━━ Exercise text ━━

If his office at work was not orderly, organized, and in a constant state of readiness to meet with clients, he would not be as comfortable, productive, or efficient at work. And that is NOT a good feeling! He has complete control of that every day (without little minions coming in to mess it up multiple times a day), which sets him up to perform well and be successful.


As a stay-at-home mom (otherwise known as “family manager” or “chief home officer”), my HOME is my workspace— my “office,” if you will. For the mom-to-be who currently works outside of the home, her home is about to be her new office space during maternity leave.



When it feels like chaos in the house (especially with a new baby to care for), it feels like constant anxiety for her. She won’t feel comfortable in her workspace, productive or successful in her day-to-day runnings of the house, or at ease in her maternity leave. Resentment can easily creep in when she’s lost a good bit of her autonomy and feels unsupported in the transition and upkeep. Trust me on this one – you do NOT want that!


The Never-Ending To-Do List


Prepping for a new baby is more than just buying things from the registry and organizing a nursery, although having the necessities and a space for that little one is of utmost importance. It’s like a teacher making sub plans for a long-term leave, making sure that:


  1. Everyone is taken care of when you will be otherwise engaged.
  2. Nothing major will be hanging over your head.
  3. You’ll feel good in your space.


In the month leading up to our due date, I had been crossing things off my list on the daily, but my list seemed to grow every day, or some of those things I crossed off were maintenance to-do’s— they weren’t a one-and-done thing. Kind of like when you are trying to sell your house and keep everything tidy constantly in case someone wants a showing that day. It’s exhausting!

━━━
━━ Excerpted records ━━

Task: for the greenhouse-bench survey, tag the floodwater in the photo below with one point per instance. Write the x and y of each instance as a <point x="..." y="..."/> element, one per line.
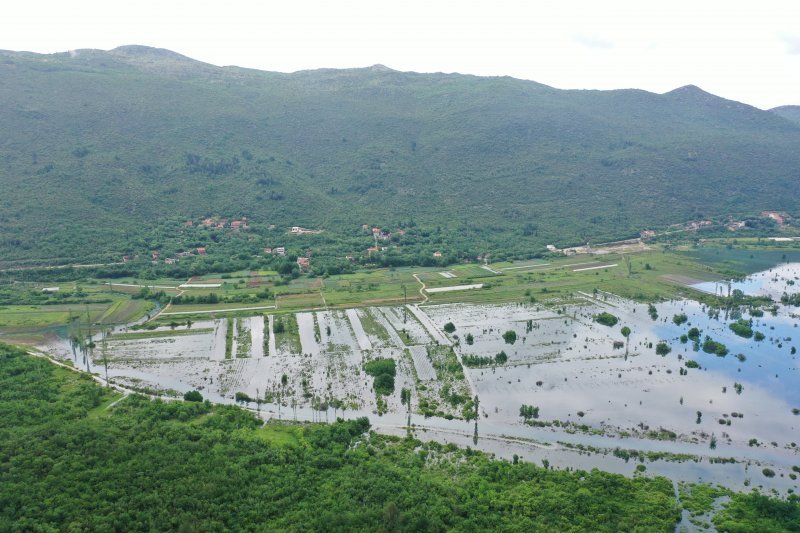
<point x="592" y="386"/>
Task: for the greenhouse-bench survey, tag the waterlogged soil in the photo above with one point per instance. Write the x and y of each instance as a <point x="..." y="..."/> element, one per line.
<point x="594" y="389"/>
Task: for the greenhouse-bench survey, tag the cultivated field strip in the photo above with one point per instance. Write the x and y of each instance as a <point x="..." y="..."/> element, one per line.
<point x="363" y="340"/>
<point x="428" y="324"/>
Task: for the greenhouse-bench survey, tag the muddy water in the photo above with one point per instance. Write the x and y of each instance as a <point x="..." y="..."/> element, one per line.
<point x="562" y="361"/>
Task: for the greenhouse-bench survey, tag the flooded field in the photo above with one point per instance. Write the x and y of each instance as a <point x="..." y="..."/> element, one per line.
<point x="594" y="381"/>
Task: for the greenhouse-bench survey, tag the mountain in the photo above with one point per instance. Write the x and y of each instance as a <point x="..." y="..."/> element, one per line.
<point x="105" y="152"/>
<point x="791" y="112"/>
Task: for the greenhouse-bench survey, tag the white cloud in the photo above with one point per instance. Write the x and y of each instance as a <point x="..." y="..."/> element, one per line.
<point x="593" y="42"/>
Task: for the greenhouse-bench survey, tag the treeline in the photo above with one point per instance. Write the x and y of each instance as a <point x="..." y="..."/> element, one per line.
<point x="71" y="463"/>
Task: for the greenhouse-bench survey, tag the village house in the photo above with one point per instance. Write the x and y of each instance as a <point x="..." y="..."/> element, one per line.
<point x="738" y="224"/>
<point x="777" y="217"/>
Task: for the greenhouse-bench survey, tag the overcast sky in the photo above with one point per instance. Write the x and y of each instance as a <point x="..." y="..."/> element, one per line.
<point x="743" y="50"/>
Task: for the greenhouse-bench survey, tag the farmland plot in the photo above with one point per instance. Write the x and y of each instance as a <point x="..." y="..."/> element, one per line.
<point x="411" y="330"/>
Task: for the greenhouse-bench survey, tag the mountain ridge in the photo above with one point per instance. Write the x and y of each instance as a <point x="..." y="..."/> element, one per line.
<point x="117" y="144"/>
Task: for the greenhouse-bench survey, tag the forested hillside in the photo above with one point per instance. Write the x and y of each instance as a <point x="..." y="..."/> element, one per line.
<point x="791" y="112"/>
<point x="106" y="153"/>
<point x="72" y="459"/>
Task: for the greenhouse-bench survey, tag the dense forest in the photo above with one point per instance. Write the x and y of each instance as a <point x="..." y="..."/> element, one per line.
<point x="72" y="459"/>
<point x="106" y="154"/>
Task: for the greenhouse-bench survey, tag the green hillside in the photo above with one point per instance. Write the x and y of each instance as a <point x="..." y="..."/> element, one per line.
<point x="107" y="153"/>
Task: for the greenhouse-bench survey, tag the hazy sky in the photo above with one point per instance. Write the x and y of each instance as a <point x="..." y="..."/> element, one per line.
<point x="742" y="50"/>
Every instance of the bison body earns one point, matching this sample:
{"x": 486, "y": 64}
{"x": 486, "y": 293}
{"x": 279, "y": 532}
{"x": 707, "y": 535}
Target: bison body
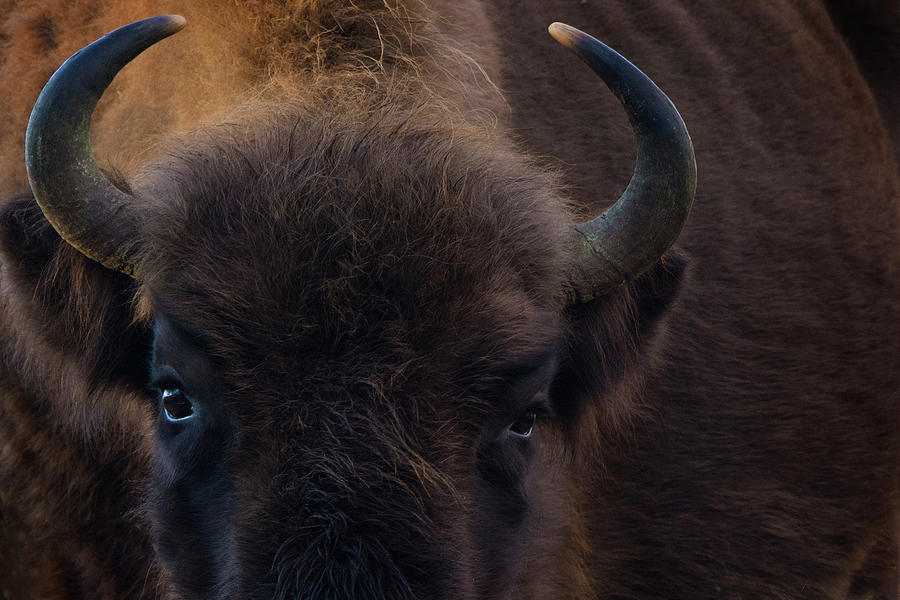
{"x": 355, "y": 223}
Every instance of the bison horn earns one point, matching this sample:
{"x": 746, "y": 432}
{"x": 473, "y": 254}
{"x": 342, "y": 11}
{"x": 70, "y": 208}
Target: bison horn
{"x": 88, "y": 211}
{"x": 632, "y": 234}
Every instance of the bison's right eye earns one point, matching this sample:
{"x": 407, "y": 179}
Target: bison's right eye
{"x": 176, "y": 405}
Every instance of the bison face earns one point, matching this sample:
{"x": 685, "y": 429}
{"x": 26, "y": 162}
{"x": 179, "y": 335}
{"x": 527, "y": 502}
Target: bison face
{"x": 355, "y": 334}
{"x": 357, "y": 316}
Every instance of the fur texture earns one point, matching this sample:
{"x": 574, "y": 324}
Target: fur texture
{"x": 352, "y": 267}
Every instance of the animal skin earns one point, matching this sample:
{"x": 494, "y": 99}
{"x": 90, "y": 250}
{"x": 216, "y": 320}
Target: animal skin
{"x": 355, "y": 223}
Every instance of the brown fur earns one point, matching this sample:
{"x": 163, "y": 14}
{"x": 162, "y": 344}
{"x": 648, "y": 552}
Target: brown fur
{"x": 739, "y": 440}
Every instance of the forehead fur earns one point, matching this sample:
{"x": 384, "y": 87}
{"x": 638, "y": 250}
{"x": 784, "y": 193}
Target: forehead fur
{"x": 384, "y": 230}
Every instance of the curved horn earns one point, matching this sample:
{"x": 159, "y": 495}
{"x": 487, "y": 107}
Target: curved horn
{"x": 631, "y": 235}
{"x": 88, "y": 211}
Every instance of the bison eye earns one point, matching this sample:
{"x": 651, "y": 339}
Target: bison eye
{"x": 521, "y": 427}
{"x": 176, "y": 405}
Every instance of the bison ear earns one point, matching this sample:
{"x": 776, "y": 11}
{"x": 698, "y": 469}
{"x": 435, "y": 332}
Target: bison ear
{"x": 613, "y": 337}
{"x": 75, "y": 304}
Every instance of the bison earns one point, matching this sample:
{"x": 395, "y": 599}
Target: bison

━━━

Problems to work on →
[A] In the passage about preparing for a new baby, what does the writer say prepping for a new baby is like?
[B] Please carry on the passage about preparing for a new baby from the point where it stops.
The records have nothing to do with this work.

List of answers →
[A] It's like a teacher making sub plans for a long-term leave.

[B]
So, for a little help in understanding the extensive “mental load,” here are some of the random things that made my list:


    • MAINTENANCE: laundry, floors, sink, dishwasher, meals, groceries
    • DEEP CLEANING: stovetop, microwave, windows, sheets, pack-n-play, closets, dog grooming (no one wants a stinky pet when baby comes home – yuck!)
    • BABY: nursery, bedside bassinet, sanitize & wash ALL the baby things (with safe detergent), car seat cleaned/installed, baby gear set up, pump, preregister at the hospital
    • MOM: Pack hospital bag, health visits, hair, dental/eye appointments, nails done (I know, I know … but when you are birthing, the last thing you want to think about is your unkempt fingernails and toenails. Dignity is important, people.)
    • MISC: guest bedroom & bathrooms cleaned, easy food/snacks for kids, overnight bags packed, haircuts (photo-ready!), lists/instructions for caretakers while you are in the hospital


Share the Load


So, how can you be supportive and share the mental load of nesting? Ask to see THE LIST. Offer to take some things off of her shoulders, and follow-through (without complaining), especially with maintenance items before and after baby comes.


Show that you care about the details, too; knowing she isn’t alone is half the battle.


Keep in mind, all of this prep is to make the home a peaceful place for EVERYONE!


* PRO TIP: Surprise her by gifting her a prenatal massage and hiring a professional to deep clean your house 2-3 weeks before the due date. I’d take this gift over a tangible “push” present any day! You’re welcome 🙂


And to the moms-to-be who are in full-on nesting mode, I fully understand the weight you are carrying, but let me lessen the load for you now that I’m on the other side of it (once again). If you have a place for baby to sleep, diapers/wipes, sleepers, feeding supplies, and a carseat, you are going to be ok, I promise! Don’t let yourself get overwhelmed when you don’t have all the things checked off the list. Babies’ needs are basic those first months of life, so many of the other things can be done once they get here, if at all!


Lighten and share your load, ask for help, and focus on those sweet smiles and snuggles on the horizon! You are about to embark on the greatest adventure of your lives!